● **Written request 1**
In the entries, from the line with "# Trace the outline of every instance of the nose" to the line with "--target nose turret", replace "nose turret" with "tail turret" and write out those lines with everything else left as is.

● **Provided text**
== == ==

Post by dark_sylinc »

TheSHEEEP wrote:We have multiple bones for each finger(!!), and you can't reduce that if you want realistic finger animations. In the facial region alone, we have over 40 bones, and yes, you do need them if you want good and flexible facial expressions (which are pretty much requirement for emotional lip syncing). Just have a look at the vast facial editors in games like Skyrim. Try to count the bones, you'll end up with a surprisingly large number.
Hands usually are 3 bones per finger (thumb is 2), sometimes + 1 more bone per finger, and then 1 or 2 to the hand. Worst case scenario (4 * 4 + 2 * 3 + 2) = 24
A normal human will have around 30 bones for the rest. That makes 30 + 24 = 54 bones.
Plus 40 head bones, 40 + 54 = 104 bones.
That's not even close to 256. Let's make it harder and add the toe's finger bones. 1 per finger is more than enough (using good weighting), that's 10 bones more. It's still 114.
You can double the previous number and still not get to 256.

Note that you may be having actor bones, IK bones, IK Target bones, etc; all of which may not be needed to be exported at all. If those get exported, it would be then reasonable that you're exceeding the 256 limit. Consult the documentation of your exporter plugin to see how to tag some particular bones as "do not export"

== == ==

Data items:
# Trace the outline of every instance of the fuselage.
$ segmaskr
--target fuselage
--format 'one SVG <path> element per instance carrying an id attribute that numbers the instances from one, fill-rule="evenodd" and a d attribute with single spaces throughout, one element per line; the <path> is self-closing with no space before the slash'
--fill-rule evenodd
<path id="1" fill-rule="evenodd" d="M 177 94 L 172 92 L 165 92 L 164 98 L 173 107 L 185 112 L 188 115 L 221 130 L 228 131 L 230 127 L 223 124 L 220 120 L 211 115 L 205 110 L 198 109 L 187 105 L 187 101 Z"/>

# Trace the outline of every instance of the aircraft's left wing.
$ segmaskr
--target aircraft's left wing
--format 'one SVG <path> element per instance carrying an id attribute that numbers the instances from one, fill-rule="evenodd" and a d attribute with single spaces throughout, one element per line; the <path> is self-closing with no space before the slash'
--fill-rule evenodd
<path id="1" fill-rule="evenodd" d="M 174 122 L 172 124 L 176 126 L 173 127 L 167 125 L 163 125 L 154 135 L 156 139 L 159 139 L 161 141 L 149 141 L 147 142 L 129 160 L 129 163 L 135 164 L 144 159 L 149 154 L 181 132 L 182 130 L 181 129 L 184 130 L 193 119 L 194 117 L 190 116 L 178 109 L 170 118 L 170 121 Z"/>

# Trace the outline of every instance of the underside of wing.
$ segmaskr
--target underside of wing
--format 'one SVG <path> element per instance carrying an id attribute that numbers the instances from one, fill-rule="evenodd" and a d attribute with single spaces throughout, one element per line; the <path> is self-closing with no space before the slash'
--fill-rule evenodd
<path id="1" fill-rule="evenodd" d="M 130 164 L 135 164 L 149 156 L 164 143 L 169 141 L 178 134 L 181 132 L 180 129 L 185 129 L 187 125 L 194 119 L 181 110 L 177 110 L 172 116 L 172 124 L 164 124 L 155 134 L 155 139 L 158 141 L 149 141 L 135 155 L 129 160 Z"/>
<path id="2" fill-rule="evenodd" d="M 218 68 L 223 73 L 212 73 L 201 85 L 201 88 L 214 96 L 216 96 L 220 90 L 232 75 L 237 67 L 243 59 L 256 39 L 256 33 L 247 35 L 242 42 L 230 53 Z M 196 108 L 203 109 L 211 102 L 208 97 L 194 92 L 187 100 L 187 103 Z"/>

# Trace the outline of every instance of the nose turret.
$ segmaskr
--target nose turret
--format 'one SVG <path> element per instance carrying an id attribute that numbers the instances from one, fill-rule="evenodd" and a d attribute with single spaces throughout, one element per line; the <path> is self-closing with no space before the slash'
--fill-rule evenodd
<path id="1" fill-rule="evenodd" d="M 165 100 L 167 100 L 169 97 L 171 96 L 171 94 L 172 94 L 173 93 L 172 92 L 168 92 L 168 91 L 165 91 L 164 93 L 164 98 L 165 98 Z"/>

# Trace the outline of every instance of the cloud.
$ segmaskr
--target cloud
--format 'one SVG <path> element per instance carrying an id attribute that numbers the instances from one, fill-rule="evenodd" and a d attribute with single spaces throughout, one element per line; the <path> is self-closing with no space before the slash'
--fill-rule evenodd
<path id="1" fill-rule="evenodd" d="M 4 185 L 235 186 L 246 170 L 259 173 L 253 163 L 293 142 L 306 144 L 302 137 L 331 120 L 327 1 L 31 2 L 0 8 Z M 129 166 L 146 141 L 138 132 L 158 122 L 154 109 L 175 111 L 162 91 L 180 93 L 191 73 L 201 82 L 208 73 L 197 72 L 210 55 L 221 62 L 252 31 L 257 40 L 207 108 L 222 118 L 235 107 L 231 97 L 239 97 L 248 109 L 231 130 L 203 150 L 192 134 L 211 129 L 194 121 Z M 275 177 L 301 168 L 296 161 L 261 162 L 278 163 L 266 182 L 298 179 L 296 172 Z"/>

== == ==

● **Written request 2**
According to the post on skeleton bone counts, are these statements true? (a) A worst-case hand rig comes to 24 bones. (b) One bone per toe is too few. (c) The facial region has more than 40 bones.

● **Task result 1**
# Trace the outline of every instance of the tail turret.
$ segmaskr
--target tail turret

● **Task result 2**
(a) Yes: "Worst case scenario (4 * 4 + 2 * 3 + 2) = 24"
(b) No: "1 per finger is more than enough (using good weighting)"
(c) Yes: "In the facial region alone, we have over 40 bones"